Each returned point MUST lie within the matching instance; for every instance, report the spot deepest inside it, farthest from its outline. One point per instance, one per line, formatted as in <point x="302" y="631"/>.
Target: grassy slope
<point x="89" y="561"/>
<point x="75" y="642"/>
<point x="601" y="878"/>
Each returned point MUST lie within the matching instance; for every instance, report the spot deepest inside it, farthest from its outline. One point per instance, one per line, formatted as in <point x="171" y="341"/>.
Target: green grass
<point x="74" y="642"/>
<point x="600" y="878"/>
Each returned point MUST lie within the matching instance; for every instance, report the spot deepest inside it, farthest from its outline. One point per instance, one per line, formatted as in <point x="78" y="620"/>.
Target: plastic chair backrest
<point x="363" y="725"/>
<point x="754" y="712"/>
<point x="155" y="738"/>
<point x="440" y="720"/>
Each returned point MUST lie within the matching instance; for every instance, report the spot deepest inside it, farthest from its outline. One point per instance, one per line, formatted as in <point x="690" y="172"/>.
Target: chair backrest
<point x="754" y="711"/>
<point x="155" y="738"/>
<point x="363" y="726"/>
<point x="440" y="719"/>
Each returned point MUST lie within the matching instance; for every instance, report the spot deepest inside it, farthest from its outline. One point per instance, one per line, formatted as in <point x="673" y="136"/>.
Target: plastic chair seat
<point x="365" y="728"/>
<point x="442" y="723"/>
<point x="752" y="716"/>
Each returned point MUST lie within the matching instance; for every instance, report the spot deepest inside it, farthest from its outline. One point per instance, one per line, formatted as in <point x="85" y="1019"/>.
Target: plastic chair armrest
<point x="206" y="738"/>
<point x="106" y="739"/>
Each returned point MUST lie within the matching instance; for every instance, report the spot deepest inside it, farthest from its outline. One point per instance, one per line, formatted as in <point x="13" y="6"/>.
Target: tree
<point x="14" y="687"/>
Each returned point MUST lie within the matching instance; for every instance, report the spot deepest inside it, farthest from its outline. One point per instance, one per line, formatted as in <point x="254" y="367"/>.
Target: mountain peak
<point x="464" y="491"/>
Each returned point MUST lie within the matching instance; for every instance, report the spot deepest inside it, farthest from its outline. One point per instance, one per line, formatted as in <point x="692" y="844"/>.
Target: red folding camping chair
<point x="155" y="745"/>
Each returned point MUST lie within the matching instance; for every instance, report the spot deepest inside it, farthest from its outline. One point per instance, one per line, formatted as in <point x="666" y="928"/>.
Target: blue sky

Exercise directions:
A word-for-word copy of all the entries above is required.

Solution to this problem:
Each returned point MUST lie within the matching instance; for every instance, report the spot deepest inside it, farthest from its outline. One point per instance, one per line, formatted as in <point x="302" y="631"/>.
Target: grassy slope
<point x="89" y="561"/>
<point x="75" y="642"/>
<point x="601" y="878"/>
Each returned point MUST lie within the matching instance; for every instance, report the spot deepest inside it, farthest from its outline. One point per instance, one per line, formatted as in <point x="171" y="341"/>.
Target: green grass
<point x="74" y="642"/>
<point x="600" y="878"/>
Each returned point MUST lie within the matching instance; for every instance, report the spot deepest inside it, farthest from its outline. One point per instance, one per line, formatted as in <point x="78" y="620"/>.
Target: plastic chair backrest
<point x="363" y="725"/>
<point x="754" y="712"/>
<point x="155" y="738"/>
<point x="440" y="720"/>
Each returned point MUST lie within the matching instance; for every instance, report the spot deepest inside it, farthest from its outline. One point per instance, one per line, formatted as in <point x="690" y="172"/>.
Target: chair backrest
<point x="754" y="711"/>
<point x="155" y="738"/>
<point x="363" y="726"/>
<point x="440" y="719"/>
Each returned point MUST lie within the matching instance; for every instance, report the spot deepest inside it, farthest from its outline. One point per instance, one per line, formatted as in <point x="673" y="136"/>.
Target: plastic chair seat
<point x="365" y="728"/>
<point x="442" y="723"/>
<point x="752" y="716"/>
Each returned point MUST lie within the matching instance; for every instance, report the spot deepest inside it, farthest from its outline. One point per instance, one per line, formatted as in <point x="85" y="1019"/>.
Target: plastic chair armrest
<point x="206" y="738"/>
<point x="106" y="739"/>
Each returned point MUST lie within the matching instance; for every instance, report the spot deepest inside it, farthest from its outline. One point per instance, one per line, formatted as in <point x="13" y="6"/>.
Target: tree
<point x="14" y="687"/>
Each returned point MUST lie within the matching instance; for every instance, report the spot deepest inside it, farthest from its outline. One point per instance, one per line, formatted as in <point x="254" y="367"/>.
Target: mountain peak
<point x="464" y="491"/>
Each returned point MUST lie within the matching instance; for every instance, report the spot deepest inside it, farthest from its outline. One point per instance, one per line, formatted as in <point x="692" y="844"/>.
Target: red folding camping chair
<point x="155" y="745"/>
Each returned point MUST lie within the matching instance; for every instance, report the spot deepest inside it, farthest from its outline. One point per instance, one per line, formatted as in <point x="666" y="928"/>.
Target: blue sky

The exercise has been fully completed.